_What is required:_ Reproduce all the rows below with each "Outlines" changed to "Masks" and everything else left intact. Omit the pictures from your output.

Start

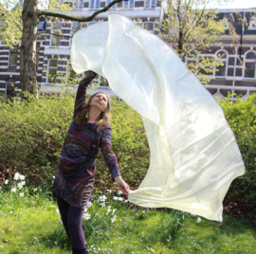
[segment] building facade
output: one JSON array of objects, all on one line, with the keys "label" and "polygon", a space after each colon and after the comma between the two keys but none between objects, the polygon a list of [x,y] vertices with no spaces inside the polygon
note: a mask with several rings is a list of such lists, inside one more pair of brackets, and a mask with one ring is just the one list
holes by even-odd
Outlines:
[{"label": "building facade", "polygon": [[[77,15],[86,12],[88,15],[99,9],[105,7],[109,0],[83,0],[80,5],[73,6]],[[67,1],[69,3],[69,1]],[[148,30],[157,34],[157,23],[164,16],[167,2],[156,0],[129,0],[120,2],[111,8],[108,12],[101,13],[93,22],[77,23],[62,19],[40,18],[38,37],[36,42],[37,52],[37,82],[41,91],[52,92],[54,87],[63,86],[70,81],[83,77],[76,75],[70,66],[70,45],[74,32],[80,28],[93,26],[99,22],[107,21],[109,12],[125,15]],[[252,9],[220,9],[219,18],[231,20],[236,30],[236,36],[229,33],[227,22],[227,32],[221,35],[221,45],[210,46],[210,51],[201,52],[204,56],[222,55],[224,65],[213,70],[212,80],[206,85],[214,96],[224,99],[228,92],[241,95],[244,99],[256,91],[256,16]],[[239,13],[247,17],[249,22],[236,20]],[[1,43],[1,42],[0,42]],[[172,45],[171,45],[172,46]],[[197,56],[199,58],[200,55]],[[190,59],[186,59],[187,64]],[[19,45],[13,49],[0,44],[0,96],[16,96],[20,91],[20,63]],[[72,79],[71,79],[72,78]],[[103,77],[95,80],[99,87],[95,91],[104,91],[115,95]],[[231,98],[232,100],[232,98]]]}]

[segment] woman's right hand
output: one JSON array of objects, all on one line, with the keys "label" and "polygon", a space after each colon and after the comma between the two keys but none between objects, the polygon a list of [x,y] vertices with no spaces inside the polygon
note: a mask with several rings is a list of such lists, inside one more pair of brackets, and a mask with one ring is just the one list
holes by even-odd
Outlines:
[{"label": "woman's right hand", "polygon": [[126,184],[120,176],[115,178],[116,183],[118,184],[119,190],[122,191],[123,194],[128,195],[130,191],[130,187]]}]

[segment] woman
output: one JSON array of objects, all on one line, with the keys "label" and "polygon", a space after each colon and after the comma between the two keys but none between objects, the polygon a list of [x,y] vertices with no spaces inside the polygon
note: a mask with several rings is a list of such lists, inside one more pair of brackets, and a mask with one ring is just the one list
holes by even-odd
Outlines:
[{"label": "woman", "polygon": [[53,185],[62,221],[76,254],[88,253],[82,219],[93,190],[95,158],[100,148],[119,188],[124,194],[130,190],[112,151],[108,96],[100,92],[85,102],[87,86],[96,75],[90,71],[79,84],[73,121],[64,139]]}]

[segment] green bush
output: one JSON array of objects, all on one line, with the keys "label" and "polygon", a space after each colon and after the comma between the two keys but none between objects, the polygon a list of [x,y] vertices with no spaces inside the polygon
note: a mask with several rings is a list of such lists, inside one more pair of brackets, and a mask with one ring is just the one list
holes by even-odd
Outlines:
[{"label": "green bush", "polygon": [[[49,181],[72,121],[74,101],[73,93],[62,93],[28,102],[0,103],[2,172],[4,168],[15,169],[29,177],[40,176]],[[149,167],[149,147],[143,124],[140,116],[123,101],[113,100],[112,108],[113,149],[123,178],[137,187]],[[96,186],[110,187],[111,176],[101,153],[96,165]],[[1,178],[5,180],[4,174],[0,175],[0,181]]]},{"label": "green bush", "polygon": [[[74,93],[43,97],[27,102],[0,103],[0,181],[19,171],[51,181],[60,152],[72,120]],[[219,100],[232,128],[246,163],[247,172],[235,179],[228,196],[256,200],[256,94],[231,103]],[[112,101],[112,142],[123,178],[137,188],[149,167],[150,151],[140,116],[120,100]],[[96,187],[108,189],[112,180],[101,153],[97,157]]]},{"label": "green bush", "polygon": [[256,94],[245,101],[239,97],[234,103],[227,98],[219,100],[242,153],[246,173],[236,178],[228,196],[244,201],[256,200]]}]

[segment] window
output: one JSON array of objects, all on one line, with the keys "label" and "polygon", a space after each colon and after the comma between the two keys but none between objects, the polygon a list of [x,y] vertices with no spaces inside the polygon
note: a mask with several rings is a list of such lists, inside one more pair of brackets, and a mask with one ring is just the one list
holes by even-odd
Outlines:
[{"label": "window", "polygon": [[58,66],[57,59],[48,60],[48,72],[47,72],[48,83],[56,83],[57,66]]},{"label": "window", "polygon": [[254,51],[247,52],[245,59],[245,78],[254,79],[256,77],[255,64],[256,64],[256,52]]},{"label": "window", "polygon": [[249,18],[248,30],[256,30],[256,17]]},{"label": "window", "polygon": [[193,71],[198,68],[198,53],[196,51],[191,51],[186,56],[186,65],[190,71]]},{"label": "window", "polygon": [[59,46],[61,43],[61,28],[62,28],[62,23],[60,22],[53,22],[51,24],[51,41],[50,45],[51,46]]},{"label": "window", "polygon": [[14,47],[9,49],[9,67],[17,67],[18,64],[18,51],[19,51],[19,46],[14,45]]},{"label": "window", "polygon": [[135,1],[135,7],[144,7],[144,1]]},{"label": "window", "polygon": [[144,29],[146,29],[148,31],[153,31],[154,30],[154,23],[153,22],[144,22],[143,27],[144,27]]},{"label": "window", "polygon": [[224,50],[219,51],[217,58],[217,61],[222,62],[223,65],[215,67],[215,77],[226,77],[228,54]]},{"label": "window", "polygon": [[99,9],[100,0],[91,0],[90,9]]},{"label": "window", "polygon": [[156,4],[156,0],[146,0],[145,8],[155,9]]}]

End

_Response for this exercise:_
[segment] building facade
output: one JSON array of objects, all on one line, with the keys "label" and "polygon", a space after each colon and after the comma between the two keys but none between objects, the polygon a list of [x,y] vertices with no spaces inside the polygon
note: a mask with several rings is a list of such lists, inside one more pair of brackets, and a mask with one ring is just the one list
holes by even-odd
Masks:
[{"label": "building facade", "polygon": [[[77,15],[86,12],[88,15],[99,9],[105,7],[109,0],[83,0],[80,5],[73,6]],[[67,1],[69,3],[69,1]],[[148,30],[157,34],[157,23],[164,16],[167,2],[156,0],[129,0],[120,2],[111,8],[108,12],[101,13],[93,22],[77,23],[62,19],[40,18],[38,37],[36,42],[37,52],[37,82],[41,91],[52,92],[54,87],[63,86],[70,81],[83,77],[76,75],[70,66],[70,45],[74,32],[80,28],[93,26],[99,22],[107,21],[109,12],[125,15]],[[252,9],[220,9],[219,18],[231,20],[236,30],[236,36],[229,33],[227,22],[227,32],[221,35],[221,45],[210,46],[210,51],[201,52],[204,56],[222,55],[224,65],[213,70],[212,80],[206,85],[214,96],[224,99],[228,92],[241,95],[244,99],[256,91],[256,16]],[[239,13],[247,17],[249,22],[236,20]],[[1,43],[1,42],[0,42]],[[172,45],[171,45],[172,46]],[[197,56],[199,58],[200,55]],[[190,59],[186,59],[187,64]],[[19,45],[13,49],[0,44],[0,96],[16,96],[20,91],[20,63]],[[72,79],[71,79],[72,78]],[[103,77],[95,80],[99,87],[95,91],[104,91],[115,95]],[[231,98],[232,100],[232,98]]]}]

[segment] woman's right hand
output: one JSON array of objects, all on one line, with the keys "label" and "polygon", a space after each colon and after the comma between the two keys but none between objects, the polygon a list of [x,y] vertices with no spaces inside the polygon
note: a mask with several rings is a list of such lists, inside one more pair of brackets, and a mask with one ring is just the one list
holes by even-odd
Masks:
[{"label": "woman's right hand", "polygon": [[126,184],[120,176],[115,178],[116,183],[118,184],[119,190],[122,191],[123,194],[128,195],[130,191],[130,187]]}]

[segment] woman
output: one JSON array of objects, all on one line, with the keys "label" and "polygon", a space after each colon and after the comma between the two keys but none between objects, the polygon a list of [x,y] vertices with no spaces inside the polygon
note: a mask with several rings is a list of such lists, inside one more pair of brackets, and a mask with one ring is just the one list
holes by even-odd
Masks:
[{"label": "woman", "polygon": [[53,185],[62,221],[76,254],[88,253],[82,219],[93,190],[95,158],[100,148],[119,188],[124,194],[130,190],[112,151],[108,96],[100,92],[85,102],[87,86],[96,75],[90,71],[79,84],[73,121],[64,139]]}]

[segment] green bush
output: one JSON array of objects, all on one line, with the keys "label" and "polygon", a space after each colon and after the comma between the two keys but none between objects, the polygon a list of [x,y] vertices with no spaces inside the polygon
note: a mask with several rings is a list of such lists, inside one more pair of brackets, and a mask with one ring is just the one list
holes by even-odd
Masks:
[{"label": "green bush", "polygon": [[[49,181],[72,121],[74,101],[73,93],[62,93],[28,102],[0,103],[2,172],[4,168],[15,169],[29,177],[40,176]],[[149,167],[149,147],[143,124],[140,116],[123,101],[113,100],[112,108],[113,149],[123,178],[137,187]],[[96,186],[110,187],[111,176],[101,153],[96,165]],[[1,178],[5,180],[4,174],[0,175],[0,181]]]},{"label": "green bush", "polygon": [[[74,93],[43,97],[27,102],[0,103],[0,181],[19,171],[51,181],[60,152],[72,120]],[[219,100],[232,128],[246,163],[247,172],[235,179],[228,196],[256,200],[256,94],[231,103]],[[112,101],[112,142],[123,178],[137,188],[149,167],[150,151],[140,116],[120,100]],[[96,187],[108,189],[112,180],[101,153],[97,157]]]},{"label": "green bush", "polygon": [[256,94],[245,101],[239,97],[234,103],[227,98],[219,100],[242,153],[246,173],[236,178],[228,196],[244,201],[256,200]]}]

[segment] window
output: one JSON array of objects, all on one line, with the keys "label" and "polygon", a space after each colon and after the comma between the two keys but none between objects, the polygon a list of [x,y] vertices with no spaces inside the polygon
note: a mask with several rings is a list of such lists, inside one more pair of brackets, and a mask with one ring is just the one list
holes by even-odd
Masks:
[{"label": "window", "polygon": [[58,66],[57,59],[48,60],[48,72],[47,72],[48,83],[56,83],[57,66]]},{"label": "window", "polygon": [[254,51],[247,52],[245,59],[245,78],[254,79],[256,77],[255,64],[256,64],[256,52]]},{"label": "window", "polygon": [[249,18],[248,30],[256,30],[256,17]]},{"label": "window", "polygon": [[193,71],[198,68],[198,53],[196,51],[191,51],[186,56],[186,65],[190,71]]},{"label": "window", "polygon": [[59,46],[61,43],[61,28],[62,28],[62,23],[60,22],[53,22],[51,24],[51,41],[50,45],[51,46]]},{"label": "window", "polygon": [[14,47],[9,49],[9,67],[17,67],[18,64],[18,51],[19,51],[19,46],[14,45]]},{"label": "window", "polygon": [[135,1],[135,7],[144,7],[144,1]]},{"label": "window", "polygon": [[144,29],[146,29],[148,31],[153,31],[154,30],[154,23],[153,22],[144,22],[143,27],[144,27]]},{"label": "window", "polygon": [[224,50],[219,51],[217,58],[217,61],[222,62],[223,65],[215,67],[215,77],[226,77],[228,54]]},{"label": "window", "polygon": [[99,9],[100,0],[91,0],[90,9]]},{"label": "window", "polygon": [[156,4],[156,0],[146,0],[145,8],[155,9]]}]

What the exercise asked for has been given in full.